The data:
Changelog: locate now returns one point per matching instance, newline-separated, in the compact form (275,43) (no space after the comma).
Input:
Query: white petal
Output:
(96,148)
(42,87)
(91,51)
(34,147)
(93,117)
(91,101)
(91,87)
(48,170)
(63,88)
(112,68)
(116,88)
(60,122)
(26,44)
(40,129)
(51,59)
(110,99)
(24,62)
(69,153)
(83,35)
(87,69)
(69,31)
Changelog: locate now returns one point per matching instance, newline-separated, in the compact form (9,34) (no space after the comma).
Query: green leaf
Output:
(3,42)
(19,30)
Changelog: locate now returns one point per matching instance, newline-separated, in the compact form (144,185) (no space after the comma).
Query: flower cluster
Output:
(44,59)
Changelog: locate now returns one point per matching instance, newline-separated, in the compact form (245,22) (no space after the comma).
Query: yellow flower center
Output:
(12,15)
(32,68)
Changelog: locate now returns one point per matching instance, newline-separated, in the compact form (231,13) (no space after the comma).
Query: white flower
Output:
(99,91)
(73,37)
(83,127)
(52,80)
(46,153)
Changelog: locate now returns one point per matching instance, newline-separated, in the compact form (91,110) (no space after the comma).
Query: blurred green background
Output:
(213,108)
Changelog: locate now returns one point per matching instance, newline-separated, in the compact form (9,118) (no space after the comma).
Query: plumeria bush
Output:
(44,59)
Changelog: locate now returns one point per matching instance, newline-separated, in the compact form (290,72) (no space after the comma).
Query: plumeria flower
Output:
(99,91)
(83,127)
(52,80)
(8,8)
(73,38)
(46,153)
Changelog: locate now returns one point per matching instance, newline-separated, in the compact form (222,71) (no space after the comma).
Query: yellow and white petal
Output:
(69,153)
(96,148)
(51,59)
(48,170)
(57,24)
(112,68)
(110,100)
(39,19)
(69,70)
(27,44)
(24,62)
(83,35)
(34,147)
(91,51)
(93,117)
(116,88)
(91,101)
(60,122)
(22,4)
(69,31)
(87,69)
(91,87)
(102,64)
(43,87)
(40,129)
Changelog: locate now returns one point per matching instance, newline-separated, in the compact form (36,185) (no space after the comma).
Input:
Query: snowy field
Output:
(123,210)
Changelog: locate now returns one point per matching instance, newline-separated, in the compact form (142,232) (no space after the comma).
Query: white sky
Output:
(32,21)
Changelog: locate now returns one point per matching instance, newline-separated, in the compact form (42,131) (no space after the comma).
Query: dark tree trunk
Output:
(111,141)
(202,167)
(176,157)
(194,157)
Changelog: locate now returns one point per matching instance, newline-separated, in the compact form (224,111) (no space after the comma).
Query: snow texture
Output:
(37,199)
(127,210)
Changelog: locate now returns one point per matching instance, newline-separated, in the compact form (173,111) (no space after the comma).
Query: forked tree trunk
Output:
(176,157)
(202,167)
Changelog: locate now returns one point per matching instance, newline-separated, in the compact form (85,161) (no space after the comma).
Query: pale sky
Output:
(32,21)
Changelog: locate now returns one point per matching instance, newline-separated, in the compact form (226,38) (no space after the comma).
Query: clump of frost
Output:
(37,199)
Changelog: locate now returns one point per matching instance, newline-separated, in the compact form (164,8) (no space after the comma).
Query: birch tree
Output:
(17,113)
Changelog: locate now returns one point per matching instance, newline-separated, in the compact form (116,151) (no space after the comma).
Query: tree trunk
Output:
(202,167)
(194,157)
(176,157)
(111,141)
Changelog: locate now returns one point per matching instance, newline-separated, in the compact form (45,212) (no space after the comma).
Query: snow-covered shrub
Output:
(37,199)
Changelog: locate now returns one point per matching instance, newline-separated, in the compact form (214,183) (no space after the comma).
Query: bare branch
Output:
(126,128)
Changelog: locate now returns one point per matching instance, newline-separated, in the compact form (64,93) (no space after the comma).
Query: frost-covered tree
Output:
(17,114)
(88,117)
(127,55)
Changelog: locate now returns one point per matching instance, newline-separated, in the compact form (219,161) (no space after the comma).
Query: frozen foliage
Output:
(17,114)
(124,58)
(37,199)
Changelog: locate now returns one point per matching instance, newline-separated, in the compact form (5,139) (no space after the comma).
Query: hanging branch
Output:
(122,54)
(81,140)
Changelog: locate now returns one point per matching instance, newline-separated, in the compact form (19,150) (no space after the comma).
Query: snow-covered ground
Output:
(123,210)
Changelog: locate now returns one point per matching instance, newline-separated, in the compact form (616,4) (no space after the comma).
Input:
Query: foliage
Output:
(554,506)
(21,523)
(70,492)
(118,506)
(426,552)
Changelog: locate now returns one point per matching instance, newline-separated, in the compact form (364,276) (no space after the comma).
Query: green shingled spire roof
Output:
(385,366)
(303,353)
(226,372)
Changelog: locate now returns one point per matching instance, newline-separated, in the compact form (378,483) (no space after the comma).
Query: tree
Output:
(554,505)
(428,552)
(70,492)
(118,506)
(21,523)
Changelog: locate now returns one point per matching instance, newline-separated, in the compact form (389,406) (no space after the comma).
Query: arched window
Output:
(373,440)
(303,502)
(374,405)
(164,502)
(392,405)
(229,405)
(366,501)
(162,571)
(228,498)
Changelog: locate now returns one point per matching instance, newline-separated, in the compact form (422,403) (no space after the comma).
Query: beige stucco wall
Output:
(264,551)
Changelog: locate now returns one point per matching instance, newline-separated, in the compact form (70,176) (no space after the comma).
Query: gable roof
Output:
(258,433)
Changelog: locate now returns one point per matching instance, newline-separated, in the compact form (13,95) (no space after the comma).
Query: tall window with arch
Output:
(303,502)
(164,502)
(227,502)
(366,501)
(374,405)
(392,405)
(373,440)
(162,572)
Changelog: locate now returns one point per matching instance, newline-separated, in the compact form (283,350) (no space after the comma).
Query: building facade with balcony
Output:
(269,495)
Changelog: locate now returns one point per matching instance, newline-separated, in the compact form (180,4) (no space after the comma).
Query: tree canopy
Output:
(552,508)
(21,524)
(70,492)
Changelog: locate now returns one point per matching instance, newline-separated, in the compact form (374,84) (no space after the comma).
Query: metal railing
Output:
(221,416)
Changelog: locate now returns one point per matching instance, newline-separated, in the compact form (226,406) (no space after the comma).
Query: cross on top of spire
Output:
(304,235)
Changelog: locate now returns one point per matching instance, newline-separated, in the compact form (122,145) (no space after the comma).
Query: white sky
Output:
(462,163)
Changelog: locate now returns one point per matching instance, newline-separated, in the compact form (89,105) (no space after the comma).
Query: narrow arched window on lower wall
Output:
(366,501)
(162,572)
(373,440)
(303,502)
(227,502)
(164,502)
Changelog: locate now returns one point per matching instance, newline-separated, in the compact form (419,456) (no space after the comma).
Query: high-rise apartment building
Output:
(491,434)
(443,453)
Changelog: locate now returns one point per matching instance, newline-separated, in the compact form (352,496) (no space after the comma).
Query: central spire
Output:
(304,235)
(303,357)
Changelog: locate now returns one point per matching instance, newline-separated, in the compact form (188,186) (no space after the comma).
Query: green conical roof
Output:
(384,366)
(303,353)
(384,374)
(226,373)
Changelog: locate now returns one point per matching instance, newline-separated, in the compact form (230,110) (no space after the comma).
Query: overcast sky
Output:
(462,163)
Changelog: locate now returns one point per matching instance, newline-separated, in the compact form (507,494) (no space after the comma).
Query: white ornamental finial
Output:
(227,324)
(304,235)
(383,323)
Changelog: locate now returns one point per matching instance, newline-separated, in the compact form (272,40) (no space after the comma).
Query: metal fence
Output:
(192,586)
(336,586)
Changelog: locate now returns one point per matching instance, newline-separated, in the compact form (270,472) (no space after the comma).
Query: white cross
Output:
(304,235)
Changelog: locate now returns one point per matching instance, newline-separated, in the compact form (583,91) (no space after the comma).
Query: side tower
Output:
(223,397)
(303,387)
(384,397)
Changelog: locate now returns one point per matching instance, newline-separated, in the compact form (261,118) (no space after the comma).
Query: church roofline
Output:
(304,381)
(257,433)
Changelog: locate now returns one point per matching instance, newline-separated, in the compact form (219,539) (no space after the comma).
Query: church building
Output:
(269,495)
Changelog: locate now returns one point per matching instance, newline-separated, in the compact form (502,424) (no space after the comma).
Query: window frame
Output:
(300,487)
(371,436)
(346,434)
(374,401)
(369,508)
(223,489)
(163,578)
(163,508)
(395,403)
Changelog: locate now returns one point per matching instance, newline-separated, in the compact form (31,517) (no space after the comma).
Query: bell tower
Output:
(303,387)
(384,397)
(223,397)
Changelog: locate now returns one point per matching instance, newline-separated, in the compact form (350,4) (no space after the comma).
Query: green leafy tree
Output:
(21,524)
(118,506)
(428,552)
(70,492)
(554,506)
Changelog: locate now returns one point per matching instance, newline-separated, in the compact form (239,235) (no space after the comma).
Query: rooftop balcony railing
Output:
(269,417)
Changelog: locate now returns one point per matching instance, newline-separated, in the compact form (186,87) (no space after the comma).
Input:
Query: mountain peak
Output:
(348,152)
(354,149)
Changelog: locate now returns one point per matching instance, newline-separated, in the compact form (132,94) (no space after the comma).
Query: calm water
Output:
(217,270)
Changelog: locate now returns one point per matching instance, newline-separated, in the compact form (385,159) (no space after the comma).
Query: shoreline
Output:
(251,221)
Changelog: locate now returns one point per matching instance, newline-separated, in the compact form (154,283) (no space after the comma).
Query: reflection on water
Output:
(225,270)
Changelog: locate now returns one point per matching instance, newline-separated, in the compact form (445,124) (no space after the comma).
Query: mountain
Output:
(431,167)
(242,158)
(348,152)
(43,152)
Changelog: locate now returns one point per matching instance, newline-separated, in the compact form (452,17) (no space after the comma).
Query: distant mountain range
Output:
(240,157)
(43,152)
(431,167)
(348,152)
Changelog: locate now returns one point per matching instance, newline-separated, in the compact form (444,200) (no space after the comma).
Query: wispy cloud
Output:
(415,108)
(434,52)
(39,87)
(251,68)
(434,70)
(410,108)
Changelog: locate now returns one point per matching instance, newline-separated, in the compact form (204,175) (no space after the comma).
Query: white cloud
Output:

What you will do:
In the listing above, find the line with "(122,145) (no space after the comma)." and the line with "Query: narrow arched window on lower wall", then print exactly those two lines and every line between them, and nothing more.

Response to the task:
Changelog: locate now returns one point per matching instance, newline-separated, in the compact form (122,145) (no space after the comma).
Query: white sky
Output:
(462,163)
Changelog: locate now returns one point per matching instance, newline-separated, in the compact form (89,105) (no space after the comma).
Query: narrow arched window on lower wall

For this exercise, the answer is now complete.